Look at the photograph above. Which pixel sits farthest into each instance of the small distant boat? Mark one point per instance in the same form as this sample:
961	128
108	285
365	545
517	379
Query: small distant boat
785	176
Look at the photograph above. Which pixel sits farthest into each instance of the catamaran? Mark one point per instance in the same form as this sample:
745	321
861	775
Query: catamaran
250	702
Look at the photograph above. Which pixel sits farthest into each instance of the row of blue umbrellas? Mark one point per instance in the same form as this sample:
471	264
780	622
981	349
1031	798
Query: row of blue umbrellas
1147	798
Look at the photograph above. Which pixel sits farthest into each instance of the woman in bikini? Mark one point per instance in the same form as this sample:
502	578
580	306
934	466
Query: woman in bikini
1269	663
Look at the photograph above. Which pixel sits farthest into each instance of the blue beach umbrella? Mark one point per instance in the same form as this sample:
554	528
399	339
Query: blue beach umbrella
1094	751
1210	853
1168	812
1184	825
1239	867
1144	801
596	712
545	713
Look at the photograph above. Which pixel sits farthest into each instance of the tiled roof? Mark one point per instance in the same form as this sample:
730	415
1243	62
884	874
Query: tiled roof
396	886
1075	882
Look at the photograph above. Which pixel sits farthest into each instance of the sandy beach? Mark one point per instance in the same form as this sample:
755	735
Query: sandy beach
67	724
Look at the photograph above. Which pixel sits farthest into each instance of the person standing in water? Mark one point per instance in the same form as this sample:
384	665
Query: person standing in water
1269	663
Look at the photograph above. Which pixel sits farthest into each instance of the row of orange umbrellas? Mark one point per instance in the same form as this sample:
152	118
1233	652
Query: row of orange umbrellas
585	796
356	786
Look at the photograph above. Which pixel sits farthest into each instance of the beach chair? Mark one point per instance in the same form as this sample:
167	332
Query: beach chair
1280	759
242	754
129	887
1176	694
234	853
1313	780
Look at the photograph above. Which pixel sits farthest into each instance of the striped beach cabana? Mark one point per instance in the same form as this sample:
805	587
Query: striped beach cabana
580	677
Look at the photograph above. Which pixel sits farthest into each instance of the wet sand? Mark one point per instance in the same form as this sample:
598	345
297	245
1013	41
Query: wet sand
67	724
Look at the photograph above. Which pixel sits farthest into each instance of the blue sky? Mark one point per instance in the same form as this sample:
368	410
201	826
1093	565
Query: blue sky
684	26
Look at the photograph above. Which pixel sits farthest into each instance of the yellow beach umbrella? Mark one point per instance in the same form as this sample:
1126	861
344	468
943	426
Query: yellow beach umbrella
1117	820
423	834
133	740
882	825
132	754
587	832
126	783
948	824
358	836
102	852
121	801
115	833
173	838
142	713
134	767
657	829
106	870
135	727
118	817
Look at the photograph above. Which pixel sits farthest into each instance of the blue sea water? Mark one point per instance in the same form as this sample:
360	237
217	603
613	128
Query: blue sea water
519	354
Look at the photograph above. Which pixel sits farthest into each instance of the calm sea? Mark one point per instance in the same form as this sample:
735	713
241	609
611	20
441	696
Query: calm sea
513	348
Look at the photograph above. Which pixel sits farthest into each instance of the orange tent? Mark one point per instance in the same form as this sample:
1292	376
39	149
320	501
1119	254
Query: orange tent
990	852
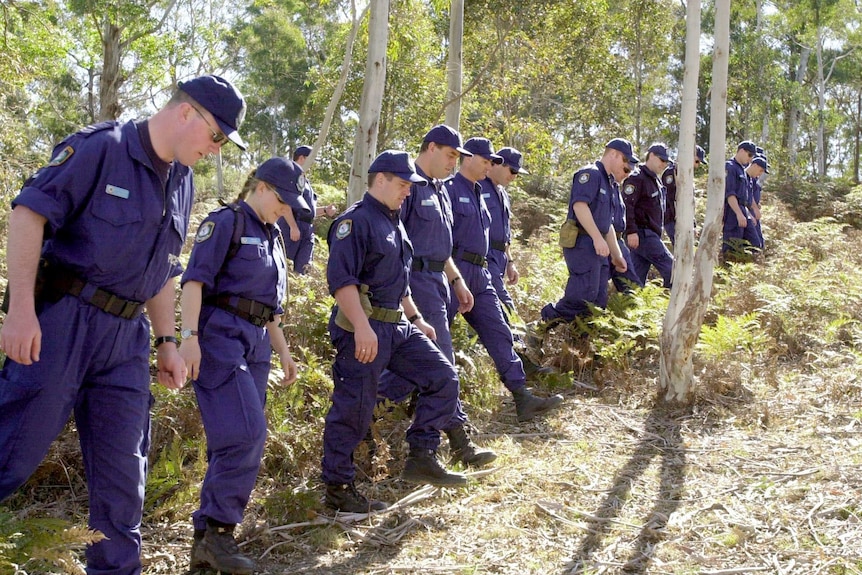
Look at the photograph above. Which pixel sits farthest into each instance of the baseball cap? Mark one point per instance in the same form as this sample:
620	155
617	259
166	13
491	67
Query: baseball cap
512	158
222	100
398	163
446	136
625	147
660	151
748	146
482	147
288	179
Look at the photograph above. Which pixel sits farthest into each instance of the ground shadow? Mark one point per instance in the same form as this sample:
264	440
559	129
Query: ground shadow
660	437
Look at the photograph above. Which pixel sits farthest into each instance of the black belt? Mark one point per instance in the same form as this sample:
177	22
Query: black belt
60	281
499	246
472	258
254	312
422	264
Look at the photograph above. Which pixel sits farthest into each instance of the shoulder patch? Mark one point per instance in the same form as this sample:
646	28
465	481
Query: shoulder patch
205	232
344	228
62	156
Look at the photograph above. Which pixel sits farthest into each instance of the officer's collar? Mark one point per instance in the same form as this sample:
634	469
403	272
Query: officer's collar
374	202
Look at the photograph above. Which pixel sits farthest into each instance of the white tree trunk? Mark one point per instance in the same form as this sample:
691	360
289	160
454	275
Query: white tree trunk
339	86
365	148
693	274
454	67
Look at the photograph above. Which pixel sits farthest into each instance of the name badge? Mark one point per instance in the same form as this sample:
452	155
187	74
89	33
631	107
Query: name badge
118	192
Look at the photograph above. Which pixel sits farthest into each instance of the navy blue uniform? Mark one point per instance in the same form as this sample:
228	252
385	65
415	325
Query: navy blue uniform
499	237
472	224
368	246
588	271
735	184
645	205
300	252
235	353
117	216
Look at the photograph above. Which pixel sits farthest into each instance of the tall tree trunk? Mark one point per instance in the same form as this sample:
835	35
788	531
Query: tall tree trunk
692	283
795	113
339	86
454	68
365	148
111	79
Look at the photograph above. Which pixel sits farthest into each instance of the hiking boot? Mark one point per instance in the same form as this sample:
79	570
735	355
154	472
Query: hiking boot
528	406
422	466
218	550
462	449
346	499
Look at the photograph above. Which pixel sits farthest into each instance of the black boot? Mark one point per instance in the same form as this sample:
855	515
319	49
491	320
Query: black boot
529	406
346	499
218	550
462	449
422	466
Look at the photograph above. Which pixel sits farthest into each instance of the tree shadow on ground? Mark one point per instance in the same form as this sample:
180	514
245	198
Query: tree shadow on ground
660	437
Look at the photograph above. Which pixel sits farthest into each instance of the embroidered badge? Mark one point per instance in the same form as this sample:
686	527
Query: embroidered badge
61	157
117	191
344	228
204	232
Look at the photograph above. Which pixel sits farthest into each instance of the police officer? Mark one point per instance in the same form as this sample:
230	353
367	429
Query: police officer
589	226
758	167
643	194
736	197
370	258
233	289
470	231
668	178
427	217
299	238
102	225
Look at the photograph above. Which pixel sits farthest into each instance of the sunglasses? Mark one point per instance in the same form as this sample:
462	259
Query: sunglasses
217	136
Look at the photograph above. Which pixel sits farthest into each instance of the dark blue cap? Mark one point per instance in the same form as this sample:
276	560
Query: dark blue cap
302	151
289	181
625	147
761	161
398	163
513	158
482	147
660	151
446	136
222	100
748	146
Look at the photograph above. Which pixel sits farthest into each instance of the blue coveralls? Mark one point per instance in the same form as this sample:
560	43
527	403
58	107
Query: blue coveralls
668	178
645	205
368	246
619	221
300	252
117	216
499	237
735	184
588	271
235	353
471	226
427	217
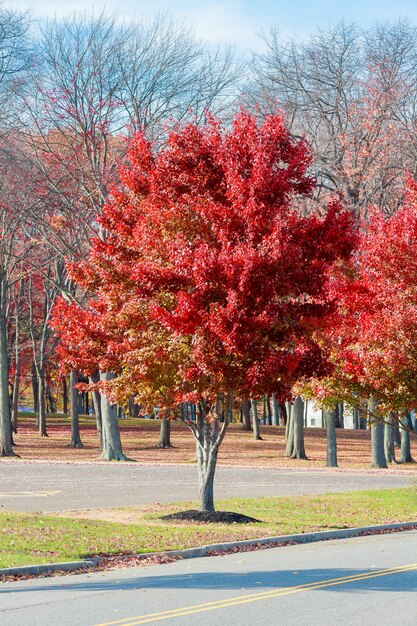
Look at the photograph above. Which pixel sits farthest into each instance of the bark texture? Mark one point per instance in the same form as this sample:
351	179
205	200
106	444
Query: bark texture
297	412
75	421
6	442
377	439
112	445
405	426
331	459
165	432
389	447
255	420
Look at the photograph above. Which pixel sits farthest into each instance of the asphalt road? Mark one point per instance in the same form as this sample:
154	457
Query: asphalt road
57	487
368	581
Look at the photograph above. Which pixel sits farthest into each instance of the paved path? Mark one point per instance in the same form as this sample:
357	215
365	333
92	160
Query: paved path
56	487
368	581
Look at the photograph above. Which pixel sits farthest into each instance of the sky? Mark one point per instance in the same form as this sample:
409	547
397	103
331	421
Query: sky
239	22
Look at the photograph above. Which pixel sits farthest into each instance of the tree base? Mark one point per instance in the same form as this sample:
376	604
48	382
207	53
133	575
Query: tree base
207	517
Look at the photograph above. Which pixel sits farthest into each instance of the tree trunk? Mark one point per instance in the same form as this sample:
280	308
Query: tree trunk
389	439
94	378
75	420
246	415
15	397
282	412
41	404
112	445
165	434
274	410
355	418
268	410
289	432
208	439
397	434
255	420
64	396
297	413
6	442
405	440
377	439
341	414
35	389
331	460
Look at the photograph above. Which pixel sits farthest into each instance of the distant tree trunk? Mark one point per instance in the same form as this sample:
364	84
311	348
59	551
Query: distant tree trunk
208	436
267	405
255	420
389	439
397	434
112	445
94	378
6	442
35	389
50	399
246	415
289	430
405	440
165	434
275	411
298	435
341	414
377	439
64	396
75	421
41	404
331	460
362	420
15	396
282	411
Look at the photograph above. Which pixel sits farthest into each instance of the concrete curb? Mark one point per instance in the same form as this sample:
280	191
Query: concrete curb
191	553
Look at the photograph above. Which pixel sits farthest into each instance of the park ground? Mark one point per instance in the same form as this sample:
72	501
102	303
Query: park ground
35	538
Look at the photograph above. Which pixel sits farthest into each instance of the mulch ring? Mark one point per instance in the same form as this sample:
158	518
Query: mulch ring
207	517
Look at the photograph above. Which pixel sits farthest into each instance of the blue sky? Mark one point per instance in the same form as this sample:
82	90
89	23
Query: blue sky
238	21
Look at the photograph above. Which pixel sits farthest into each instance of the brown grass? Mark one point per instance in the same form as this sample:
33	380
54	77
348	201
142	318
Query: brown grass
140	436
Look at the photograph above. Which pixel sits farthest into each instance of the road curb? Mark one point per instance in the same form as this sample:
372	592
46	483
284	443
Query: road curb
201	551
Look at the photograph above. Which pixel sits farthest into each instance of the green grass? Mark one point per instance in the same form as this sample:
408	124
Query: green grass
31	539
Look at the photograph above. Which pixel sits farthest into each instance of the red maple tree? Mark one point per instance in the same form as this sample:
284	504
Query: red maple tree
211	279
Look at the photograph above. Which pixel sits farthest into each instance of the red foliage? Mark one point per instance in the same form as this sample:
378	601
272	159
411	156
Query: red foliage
- - - - - - -
Express everything in the listing above, from the line containing "the red foliage?" down to the end of the listing, as a JSON list of strings with one string per line and blank lines left out.

[
  "Look at the photograph above. Which pixel sits farthest into each instance of the red foliage? Mark one point per instance in the same form as this sample:",
  "378\t601",
  "272\t159",
  "411\t156",
  "Query: red foliage"
]